— Task to carry out —
Can you pick out every line in the items below that contains the word "tree" and copy each one? Case counts, so treat capital and lowercase letters as different.
** start **
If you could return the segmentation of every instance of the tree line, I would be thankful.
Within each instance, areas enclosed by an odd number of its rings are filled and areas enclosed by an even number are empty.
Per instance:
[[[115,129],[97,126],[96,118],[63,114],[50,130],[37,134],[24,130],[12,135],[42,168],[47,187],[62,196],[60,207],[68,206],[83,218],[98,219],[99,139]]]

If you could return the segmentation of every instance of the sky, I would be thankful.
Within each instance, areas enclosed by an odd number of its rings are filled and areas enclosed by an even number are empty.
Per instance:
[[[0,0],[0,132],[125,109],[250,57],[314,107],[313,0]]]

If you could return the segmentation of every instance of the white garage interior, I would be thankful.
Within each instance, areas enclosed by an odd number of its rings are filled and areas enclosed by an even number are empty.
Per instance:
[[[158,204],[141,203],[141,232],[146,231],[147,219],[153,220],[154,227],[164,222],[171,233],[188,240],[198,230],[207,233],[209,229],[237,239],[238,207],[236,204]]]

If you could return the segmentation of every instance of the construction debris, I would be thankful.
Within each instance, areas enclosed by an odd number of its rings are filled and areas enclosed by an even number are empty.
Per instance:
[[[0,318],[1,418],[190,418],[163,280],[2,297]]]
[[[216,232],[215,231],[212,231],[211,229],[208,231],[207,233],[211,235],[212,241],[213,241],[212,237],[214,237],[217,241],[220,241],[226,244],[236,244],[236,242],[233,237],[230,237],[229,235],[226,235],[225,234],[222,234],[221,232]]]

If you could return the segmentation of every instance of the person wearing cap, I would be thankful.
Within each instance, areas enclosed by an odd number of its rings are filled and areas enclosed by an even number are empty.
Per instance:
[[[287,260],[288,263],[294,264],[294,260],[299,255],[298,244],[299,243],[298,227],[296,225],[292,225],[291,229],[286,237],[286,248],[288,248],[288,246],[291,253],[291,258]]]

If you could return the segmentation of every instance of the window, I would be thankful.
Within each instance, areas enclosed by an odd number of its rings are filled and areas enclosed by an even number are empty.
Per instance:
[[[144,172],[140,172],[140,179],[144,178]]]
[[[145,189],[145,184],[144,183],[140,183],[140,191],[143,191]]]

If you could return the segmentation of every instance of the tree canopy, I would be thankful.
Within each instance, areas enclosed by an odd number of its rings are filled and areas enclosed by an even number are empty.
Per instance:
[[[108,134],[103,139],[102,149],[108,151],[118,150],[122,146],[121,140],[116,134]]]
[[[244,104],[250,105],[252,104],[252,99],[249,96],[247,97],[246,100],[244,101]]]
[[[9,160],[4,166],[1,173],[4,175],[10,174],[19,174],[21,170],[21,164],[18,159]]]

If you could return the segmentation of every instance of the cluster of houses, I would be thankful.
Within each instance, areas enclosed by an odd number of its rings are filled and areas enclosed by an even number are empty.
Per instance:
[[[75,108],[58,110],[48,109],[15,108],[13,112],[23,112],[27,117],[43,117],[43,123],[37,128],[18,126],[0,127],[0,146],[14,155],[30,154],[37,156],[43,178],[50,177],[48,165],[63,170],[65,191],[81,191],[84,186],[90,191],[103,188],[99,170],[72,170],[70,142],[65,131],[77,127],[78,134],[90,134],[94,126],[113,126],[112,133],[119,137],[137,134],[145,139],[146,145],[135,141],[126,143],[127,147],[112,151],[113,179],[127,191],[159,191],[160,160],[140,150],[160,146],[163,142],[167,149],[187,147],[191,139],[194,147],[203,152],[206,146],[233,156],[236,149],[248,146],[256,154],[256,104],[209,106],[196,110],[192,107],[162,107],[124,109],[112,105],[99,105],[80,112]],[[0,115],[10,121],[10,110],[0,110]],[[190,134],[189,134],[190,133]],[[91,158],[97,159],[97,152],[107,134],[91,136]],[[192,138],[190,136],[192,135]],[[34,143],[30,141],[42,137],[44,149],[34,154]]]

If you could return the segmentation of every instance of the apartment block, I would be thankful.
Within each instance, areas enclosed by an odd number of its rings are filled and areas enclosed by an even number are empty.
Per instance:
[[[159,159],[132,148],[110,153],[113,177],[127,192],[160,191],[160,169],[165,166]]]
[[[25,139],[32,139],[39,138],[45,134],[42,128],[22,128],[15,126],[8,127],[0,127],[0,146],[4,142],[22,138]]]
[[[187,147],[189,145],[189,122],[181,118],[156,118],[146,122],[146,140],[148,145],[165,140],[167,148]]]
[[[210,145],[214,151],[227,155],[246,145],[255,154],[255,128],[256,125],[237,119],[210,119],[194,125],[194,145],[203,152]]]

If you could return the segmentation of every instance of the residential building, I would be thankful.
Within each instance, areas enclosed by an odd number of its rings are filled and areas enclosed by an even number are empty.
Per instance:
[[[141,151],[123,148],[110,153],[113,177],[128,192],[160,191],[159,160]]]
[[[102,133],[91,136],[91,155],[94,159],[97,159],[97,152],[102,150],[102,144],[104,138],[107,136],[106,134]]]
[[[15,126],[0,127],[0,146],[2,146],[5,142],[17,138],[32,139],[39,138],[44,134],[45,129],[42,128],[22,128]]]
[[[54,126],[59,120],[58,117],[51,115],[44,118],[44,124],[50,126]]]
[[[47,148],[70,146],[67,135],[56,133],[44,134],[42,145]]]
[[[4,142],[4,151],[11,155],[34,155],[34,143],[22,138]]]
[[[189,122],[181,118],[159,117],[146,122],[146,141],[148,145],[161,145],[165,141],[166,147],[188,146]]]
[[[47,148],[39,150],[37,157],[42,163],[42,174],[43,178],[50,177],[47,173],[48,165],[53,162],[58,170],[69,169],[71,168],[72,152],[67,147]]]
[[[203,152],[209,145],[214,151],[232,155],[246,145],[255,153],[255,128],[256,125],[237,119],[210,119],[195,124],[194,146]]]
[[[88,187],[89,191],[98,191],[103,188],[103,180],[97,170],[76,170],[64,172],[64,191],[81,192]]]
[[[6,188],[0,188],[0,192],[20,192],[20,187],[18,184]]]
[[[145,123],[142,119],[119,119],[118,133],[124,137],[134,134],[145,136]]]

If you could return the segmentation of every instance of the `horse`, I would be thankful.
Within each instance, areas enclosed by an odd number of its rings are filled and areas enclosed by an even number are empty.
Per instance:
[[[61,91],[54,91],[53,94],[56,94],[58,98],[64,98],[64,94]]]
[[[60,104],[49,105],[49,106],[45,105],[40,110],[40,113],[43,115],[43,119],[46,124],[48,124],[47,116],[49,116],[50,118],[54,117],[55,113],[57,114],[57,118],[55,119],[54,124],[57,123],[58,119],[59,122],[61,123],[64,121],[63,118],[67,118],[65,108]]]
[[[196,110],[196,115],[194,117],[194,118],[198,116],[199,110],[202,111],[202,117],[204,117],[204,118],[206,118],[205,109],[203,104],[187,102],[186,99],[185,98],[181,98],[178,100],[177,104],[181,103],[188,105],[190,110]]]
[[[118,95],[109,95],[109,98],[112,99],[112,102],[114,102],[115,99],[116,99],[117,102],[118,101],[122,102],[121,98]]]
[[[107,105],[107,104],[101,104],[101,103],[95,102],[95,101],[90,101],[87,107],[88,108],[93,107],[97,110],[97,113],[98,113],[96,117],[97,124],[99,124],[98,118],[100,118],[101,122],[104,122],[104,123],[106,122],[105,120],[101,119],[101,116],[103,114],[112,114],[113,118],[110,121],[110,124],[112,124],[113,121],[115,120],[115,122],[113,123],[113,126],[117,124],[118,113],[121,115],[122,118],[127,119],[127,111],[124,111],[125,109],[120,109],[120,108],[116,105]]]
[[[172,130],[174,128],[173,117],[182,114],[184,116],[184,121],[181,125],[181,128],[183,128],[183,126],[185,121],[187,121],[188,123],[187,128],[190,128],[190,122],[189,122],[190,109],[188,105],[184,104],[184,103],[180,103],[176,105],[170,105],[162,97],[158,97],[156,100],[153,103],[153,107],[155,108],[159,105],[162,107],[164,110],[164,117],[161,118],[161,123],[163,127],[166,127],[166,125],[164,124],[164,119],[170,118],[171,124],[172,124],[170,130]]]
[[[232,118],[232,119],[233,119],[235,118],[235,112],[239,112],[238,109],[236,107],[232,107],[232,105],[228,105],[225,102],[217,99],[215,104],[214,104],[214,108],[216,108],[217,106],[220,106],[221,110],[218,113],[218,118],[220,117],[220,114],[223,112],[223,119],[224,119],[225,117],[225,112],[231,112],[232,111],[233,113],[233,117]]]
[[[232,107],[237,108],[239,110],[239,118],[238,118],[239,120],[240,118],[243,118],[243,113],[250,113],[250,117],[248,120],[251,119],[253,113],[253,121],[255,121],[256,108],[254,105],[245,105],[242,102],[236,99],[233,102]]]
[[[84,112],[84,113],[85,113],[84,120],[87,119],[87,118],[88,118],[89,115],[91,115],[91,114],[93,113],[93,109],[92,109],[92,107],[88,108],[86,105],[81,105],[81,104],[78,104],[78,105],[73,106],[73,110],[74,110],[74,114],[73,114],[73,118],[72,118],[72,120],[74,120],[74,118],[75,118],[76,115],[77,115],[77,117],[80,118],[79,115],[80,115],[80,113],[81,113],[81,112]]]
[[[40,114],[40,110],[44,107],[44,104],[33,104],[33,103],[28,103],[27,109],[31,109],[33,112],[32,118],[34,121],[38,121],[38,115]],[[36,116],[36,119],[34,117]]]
** end **
— Task output —
If you could return the segmentation of every instance of the tree line, I would be thankful.
If you could return the segmentation of every instance of the tree canopy, I would be thankful.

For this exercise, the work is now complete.